**PROBLEM STATEMENT**
Keep the pictures out of the copy and repeat the records exactly.
_ _ _
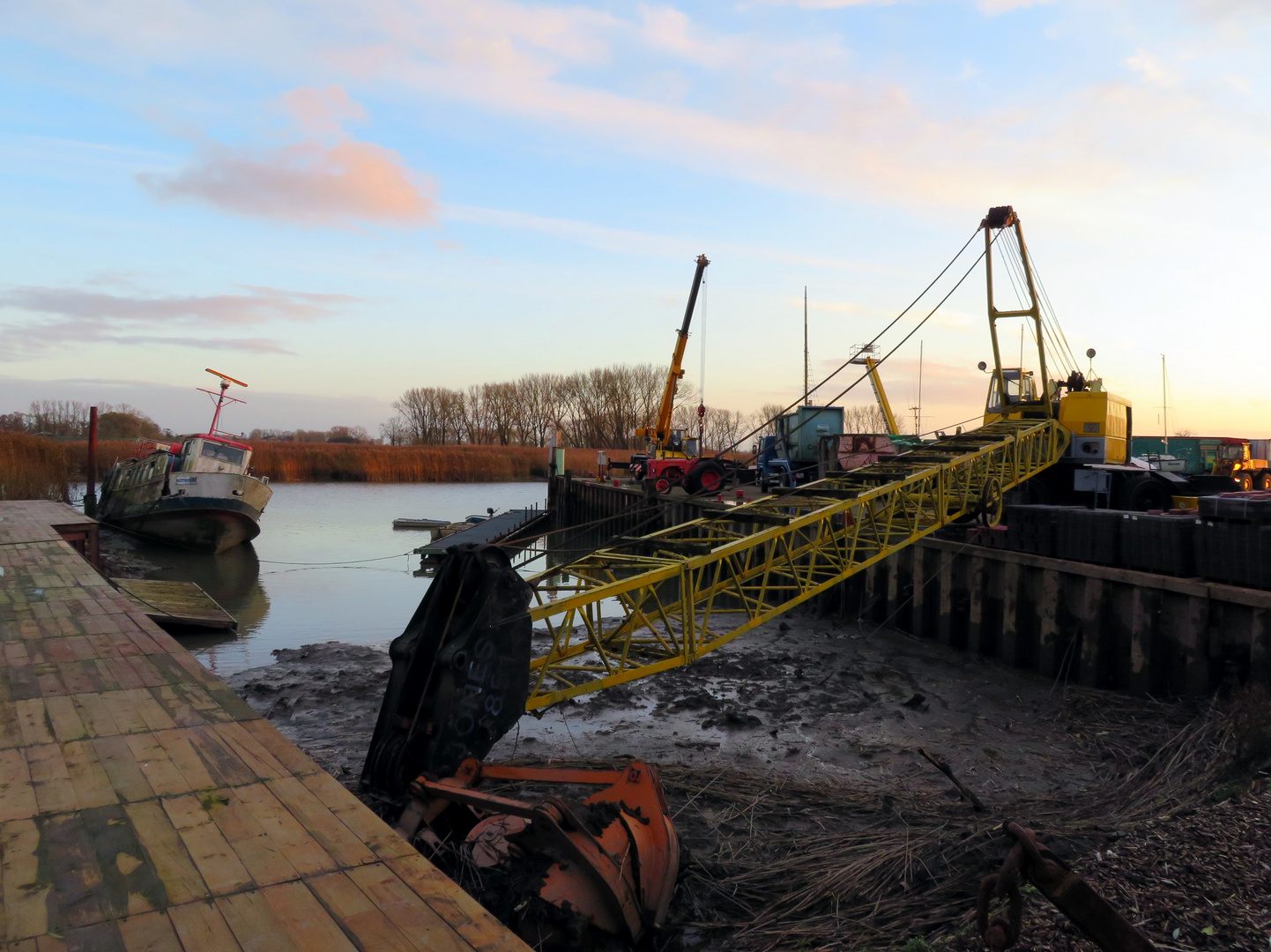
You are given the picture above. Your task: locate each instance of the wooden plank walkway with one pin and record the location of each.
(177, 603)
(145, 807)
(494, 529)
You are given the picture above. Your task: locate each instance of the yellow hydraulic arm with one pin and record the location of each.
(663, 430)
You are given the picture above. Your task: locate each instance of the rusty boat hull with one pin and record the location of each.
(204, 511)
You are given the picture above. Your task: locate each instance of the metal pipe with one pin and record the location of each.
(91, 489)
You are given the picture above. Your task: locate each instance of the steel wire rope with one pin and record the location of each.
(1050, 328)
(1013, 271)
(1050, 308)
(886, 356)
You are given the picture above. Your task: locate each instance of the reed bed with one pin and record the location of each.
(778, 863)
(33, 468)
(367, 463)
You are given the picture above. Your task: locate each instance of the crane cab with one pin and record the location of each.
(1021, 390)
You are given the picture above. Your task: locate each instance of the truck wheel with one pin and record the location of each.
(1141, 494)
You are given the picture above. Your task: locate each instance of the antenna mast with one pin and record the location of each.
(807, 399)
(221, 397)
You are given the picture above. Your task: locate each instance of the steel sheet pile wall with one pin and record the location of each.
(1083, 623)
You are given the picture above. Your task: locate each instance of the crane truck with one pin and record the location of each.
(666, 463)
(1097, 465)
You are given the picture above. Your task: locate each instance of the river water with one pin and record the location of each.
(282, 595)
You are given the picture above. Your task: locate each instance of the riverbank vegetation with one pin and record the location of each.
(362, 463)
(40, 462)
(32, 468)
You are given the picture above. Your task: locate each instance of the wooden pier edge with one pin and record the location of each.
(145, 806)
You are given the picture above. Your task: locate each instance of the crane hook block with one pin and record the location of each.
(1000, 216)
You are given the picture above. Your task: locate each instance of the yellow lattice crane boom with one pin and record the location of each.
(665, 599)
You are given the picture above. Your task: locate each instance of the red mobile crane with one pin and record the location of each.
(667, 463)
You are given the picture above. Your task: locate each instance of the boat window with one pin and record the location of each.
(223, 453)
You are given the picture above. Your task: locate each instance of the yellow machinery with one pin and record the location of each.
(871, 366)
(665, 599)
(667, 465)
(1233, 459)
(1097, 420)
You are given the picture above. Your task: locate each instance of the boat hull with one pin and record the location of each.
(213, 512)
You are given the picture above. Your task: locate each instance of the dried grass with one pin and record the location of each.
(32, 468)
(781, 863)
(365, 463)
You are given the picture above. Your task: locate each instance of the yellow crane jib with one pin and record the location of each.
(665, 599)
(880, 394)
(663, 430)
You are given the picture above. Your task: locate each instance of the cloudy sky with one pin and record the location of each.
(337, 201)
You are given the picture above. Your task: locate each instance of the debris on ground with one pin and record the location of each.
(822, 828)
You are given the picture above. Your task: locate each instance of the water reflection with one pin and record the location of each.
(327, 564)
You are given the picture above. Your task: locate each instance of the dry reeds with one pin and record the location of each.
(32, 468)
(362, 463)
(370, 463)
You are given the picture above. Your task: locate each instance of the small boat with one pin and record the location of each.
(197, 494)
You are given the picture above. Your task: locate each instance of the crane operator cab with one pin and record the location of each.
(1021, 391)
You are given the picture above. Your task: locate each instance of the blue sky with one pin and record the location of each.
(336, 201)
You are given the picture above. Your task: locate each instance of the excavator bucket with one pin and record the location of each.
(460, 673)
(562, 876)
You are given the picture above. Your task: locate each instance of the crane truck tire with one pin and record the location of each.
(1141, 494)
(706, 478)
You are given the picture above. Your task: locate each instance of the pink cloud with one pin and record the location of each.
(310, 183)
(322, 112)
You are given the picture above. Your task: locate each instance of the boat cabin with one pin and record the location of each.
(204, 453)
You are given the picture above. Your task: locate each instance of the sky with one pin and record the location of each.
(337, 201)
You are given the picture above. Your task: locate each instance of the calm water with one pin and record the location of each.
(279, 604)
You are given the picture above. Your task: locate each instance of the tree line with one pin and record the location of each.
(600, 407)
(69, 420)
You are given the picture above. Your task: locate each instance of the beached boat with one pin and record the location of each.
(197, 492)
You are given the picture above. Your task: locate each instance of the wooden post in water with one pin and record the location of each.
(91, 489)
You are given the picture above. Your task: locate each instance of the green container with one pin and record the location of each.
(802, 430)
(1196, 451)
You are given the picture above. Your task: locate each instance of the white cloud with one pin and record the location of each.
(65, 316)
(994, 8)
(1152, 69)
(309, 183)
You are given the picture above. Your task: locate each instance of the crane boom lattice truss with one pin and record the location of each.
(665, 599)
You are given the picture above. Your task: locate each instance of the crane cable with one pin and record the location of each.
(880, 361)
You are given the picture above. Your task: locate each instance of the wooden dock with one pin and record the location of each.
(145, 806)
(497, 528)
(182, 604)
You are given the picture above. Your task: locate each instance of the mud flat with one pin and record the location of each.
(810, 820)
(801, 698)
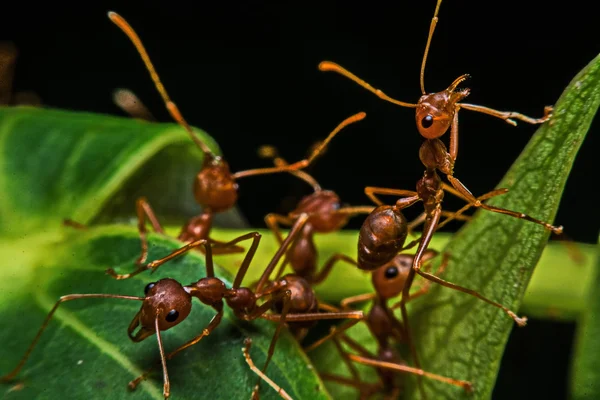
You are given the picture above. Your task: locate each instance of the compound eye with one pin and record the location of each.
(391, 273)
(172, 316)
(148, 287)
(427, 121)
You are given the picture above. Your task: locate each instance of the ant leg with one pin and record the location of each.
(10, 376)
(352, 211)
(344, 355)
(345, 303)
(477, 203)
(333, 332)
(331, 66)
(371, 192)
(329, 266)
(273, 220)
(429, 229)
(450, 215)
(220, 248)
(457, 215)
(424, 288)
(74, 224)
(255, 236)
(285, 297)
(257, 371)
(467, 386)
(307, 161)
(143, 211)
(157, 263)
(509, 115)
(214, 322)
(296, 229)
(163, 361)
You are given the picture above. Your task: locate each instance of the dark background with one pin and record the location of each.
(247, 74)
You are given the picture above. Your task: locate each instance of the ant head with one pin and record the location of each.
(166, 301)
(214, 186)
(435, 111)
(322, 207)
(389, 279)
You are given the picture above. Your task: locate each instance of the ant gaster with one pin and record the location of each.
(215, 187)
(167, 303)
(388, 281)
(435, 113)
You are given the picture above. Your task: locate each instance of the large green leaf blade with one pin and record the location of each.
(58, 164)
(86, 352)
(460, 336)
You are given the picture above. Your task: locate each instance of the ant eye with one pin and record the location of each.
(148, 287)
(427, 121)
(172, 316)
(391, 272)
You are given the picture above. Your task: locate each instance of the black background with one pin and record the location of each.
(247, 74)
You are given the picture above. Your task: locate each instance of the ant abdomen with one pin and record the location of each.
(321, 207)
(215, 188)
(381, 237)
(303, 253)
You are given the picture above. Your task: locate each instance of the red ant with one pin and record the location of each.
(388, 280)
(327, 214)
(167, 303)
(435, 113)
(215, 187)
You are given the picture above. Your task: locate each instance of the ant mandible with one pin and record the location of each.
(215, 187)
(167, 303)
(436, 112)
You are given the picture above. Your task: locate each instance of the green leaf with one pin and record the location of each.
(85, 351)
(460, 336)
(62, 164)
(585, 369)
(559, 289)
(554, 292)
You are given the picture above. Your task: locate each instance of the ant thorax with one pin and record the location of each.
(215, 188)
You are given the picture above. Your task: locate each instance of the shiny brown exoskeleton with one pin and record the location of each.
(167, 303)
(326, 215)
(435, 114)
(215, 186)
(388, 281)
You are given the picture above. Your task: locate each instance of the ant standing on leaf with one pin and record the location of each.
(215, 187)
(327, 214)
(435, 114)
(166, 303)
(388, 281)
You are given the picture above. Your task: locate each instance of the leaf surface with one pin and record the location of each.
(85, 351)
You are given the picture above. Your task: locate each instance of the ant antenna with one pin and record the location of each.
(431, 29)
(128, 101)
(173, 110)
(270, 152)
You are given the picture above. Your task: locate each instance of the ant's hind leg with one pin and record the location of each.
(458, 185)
_ _ _
**RESULT OF THE TASK**
You are given the picture above. Your task: locate each instance of the wooden plank walkway with one pin and record the location of each.
(177, 603)
(145, 807)
(494, 529)
You are given the picture above. Your task: locate each instance of the yellow hydraulic arm with one pin and record the location of each.
(663, 430)
You are given the picture above. Your task: locate each instance of the rusty boat hull with one pin and record the location of each.
(204, 511)
You are given the picture above. Your task: locate each instance of the metal pipe with one pin and record the location of each.
(91, 489)
You are given the picture above. Your task: locate each instance of the steel wire rope with one pin and record the location of each.
(1050, 328)
(1013, 271)
(1050, 308)
(886, 356)
You are given the picture above. Your task: locate each instance of the reed bed with one pin and record the location of each.
(778, 863)
(33, 468)
(367, 463)
You are given the picture above. Your task: locate each instance of the crane cab with one pin and record the location of each.
(1021, 390)
You are given the picture above. Your task: locate each instance of the truck wheel with one pin and record the location of each.
(1141, 494)
You are given the picture above. Your task: locate each instance of the antenna mast with one pin and record the location of each.
(807, 399)
(221, 397)
You are given the picture above. Your task: locate each instance of the steel sheet pile wall with one pin and record the location of each.
(1083, 623)
You are given the picture above. Your task: locate each instance of the crane truck with one pin and record the location of each.
(666, 463)
(1097, 465)
You are given the picture above. Your task: locate each instance of the river water with one pin and record the location of each.
(282, 595)
You are given the picture above. Your task: locate each instance of the riverbank vegetation with one pin and record the location of each.
(362, 463)
(40, 462)
(32, 468)
You are given the picture above. Your task: locate each instance of the wooden pier edge with one pin and record the location of each.
(145, 806)
You are given the picture above. Your task: locate each instance of the crane hook block with one pin and record the location of each.
(1000, 216)
You are given the picture above. Your task: locate each instance of the yellow lattice crane boom with one pin and record the location of each.
(665, 599)
You are given the picture above. Your task: locate each instance of the red mobile crane with one pin and record the location of each.
(667, 463)
You are given the picture above. Your task: locate each instance of the boat window with one pin and record the location of each.
(223, 453)
You are given the picture above. Your task: locate each instance of the yellow machinery with one pin and record the location of each.
(871, 366)
(665, 599)
(667, 465)
(1233, 459)
(1097, 420)
You are given the picture above. Your task: locate each instance of the boat hull with one pin and record the location of each.
(213, 512)
You are given the picture above. Your task: locate each instance of the dried grass with one pin and record the location of each.
(32, 468)
(781, 863)
(365, 463)
You are given the picture above. Your task: locate each instance of the yellow crane jib with one pin and record the location of each.
(665, 599)
(880, 394)
(663, 430)
You are given the picture above. Your task: locate each instance of the cloudy sky with one pin and record the location of each.
(337, 201)
You are given the picture above. Your task: locate each instance of the debris on ground with one pin and record the location of each.
(822, 828)
You are given the picture above. Your task: locate each instance of the water reflection with one pin and record the location of each.
(327, 564)
You are given the picture above. Your task: locate each instance of the dry reeds with one pin and record the location of each.
(32, 468)
(362, 463)
(370, 463)
You are given the picture above. Your task: locate each instance of the small boat with one pin and record the location of each.
(197, 494)
You are given the picture above. Your task: locate each instance of the crane operator cab with one pin and record the location of each.
(1021, 391)
You are given the picture above. Your task: locate each instance of the blue sky with one pin and record the location of each.
(336, 201)
You are given the picture above. Your task: locate each instance of the excavator bucket with one pin and record the location of each.
(460, 673)
(562, 876)
You are given the picture above. Your task: locate each instance of the crane truck tire with one pin and record the location of each.
(1141, 494)
(706, 478)
You are given the picture above. Your task: locate each instance of the pink cloud with one pin and record the location of each.
(310, 183)
(322, 112)
You are given the picture above. Your task: locate each instance of the boat cabin with one pin and record the location of each.
(204, 453)
You are given the picture above. Your task: locate each instance of the sky with one pin and record the location of each.
(337, 201)
You are given the picture above. Your task: locate each instance of the calm water with one pin and record the location of each.
(279, 604)
You are given the picture above. Your task: locate each instance of the tree line with one pin and record the location of each.
(600, 407)
(69, 420)
You are given the picture above. Your task: locate each instance of the beached boat with one pin and record the location of each.
(197, 492)
You are given the picture above. Your task: locate each instance of the wooden post in water with one pin and record the location of each.
(91, 489)
You are given the picture above. Your task: locate each instance of the green container with one pin and record the location of each.
(802, 430)
(1196, 451)
You are given the picture above. Your task: locate each instance of the white cloud with one pin and record the location of each.
(65, 316)
(994, 8)
(1152, 69)
(309, 183)
You are given the picture above. Your task: locate each instance of the crane boom lattice truss with one pin and record the location of each.
(665, 599)
You are given the picture above. Your task: locate each instance of the crane cable with one pin and record the location of each.
(880, 361)
You are given the picture above. Your task: locate each instance of the wooden dock with one pin and record the location of each.
(145, 806)
(497, 528)
(182, 604)
You are given the picture above. Your task: locate each instance of the mud flat with one pin and record the location of each.
(810, 820)
(801, 698)
You are given the picture above. Your task: locate each instance of the compound eye with one pin and record the location of each.
(391, 273)
(172, 316)
(148, 287)
(427, 121)
You are given the picture above. Your task: locate each instance of the ant leg with one pin and record the location of each.
(10, 376)
(352, 211)
(344, 355)
(345, 303)
(477, 203)
(333, 332)
(331, 66)
(371, 192)
(329, 266)
(273, 220)
(429, 229)
(450, 215)
(220, 248)
(457, 215)
(424, 288)
(74, 224)
(255, 236)
(285, 297)
(257, 371)
(467, 386)
(307, 161)
(143, 211)
(157, 263)
(509, 115)
(214, 322)
(296, 229)
(163, 361)
You are given the picture above. Your task: locate each instance of the dark background with one pin and record the location of each.
(247, 74)
You are given the picture above. Your task: locate each instance of the ant head with one pin and record the location of each.
(166, 301)
(214, 186)
(435, 111)
(322, 207)
(389, 279)
You are given the picture above. Your task: locate each instance of the ant gaster with one pin and record the location of each.
(215, 187)
(167, 303)
(388, 281)
(435, 113)
You are given the picture above. Your task: locate each instance of the large green leaf blade with one pin and record the location of each.
(58, 164)
(86, 352)
(460, 336)
You are given the picture above. Your task: locate each instance of the ant eye with one pin and record the location of each.
(148, 287)
(427, 121)
(172, 316)
(391, 272)
You are given the picture above. Your task: locate each instance of the black background with one pin and record the location of each.
(247, 74)
You are given the picture above. Your task: locate each instance of the ant abdomen with one pin and record the location of each.
(321, 207)
(215, 188)
(381, 237)
(303, 253)
You are given the picture above. Your task: locate each instance of the red ant with one pin and record the location of each.
(388, 280)
(327, 214)
(167, 303)
(435, 113)
(215, 187)
You are given the picture above. Your task: locate each instance of the ant mandible with one pin and record the location of each.
(215, 187)
(167, 303)
(436, 112)
You are given the picture above. Your task: locate each instance of the green leaf with one pin and record the location of each.
(85, 351)
(460, 336)
(62, 164)
(585, 369)
(559, 289)
(554, 292)
You are given the picture above. Your task: locate each instance of the ant thorax with one pin and record the location of each.
(215, 188)
You are given the picture above. Your task: locate each instance of the shiny brown exoskeleton with one pin and record the location of each.
(167, 303)
(326, 215)
(435, 114)
(215, 186)
(388, 281)
You are given the picture above. Your task: locate each instance of the ant standing on leaf with one pin and record the location of each.
(215, 187)
(327, 214)
(435, 114)
(166, 303)
(388, 281)
You are given the picture above. Your task: locate each instance of the leaf surface with one pin and record the location of each.
(85, 351)
You are given the picture above. Your task: locate each instance of the ant antenna with one pin and record the location of each.
(431, 29)
(128, 101)
(173, 110)
(270, 152)
You are given the picture above. Your task: locate each instance of the ant's hind leg with one pin and record the location of each.
(458, 185)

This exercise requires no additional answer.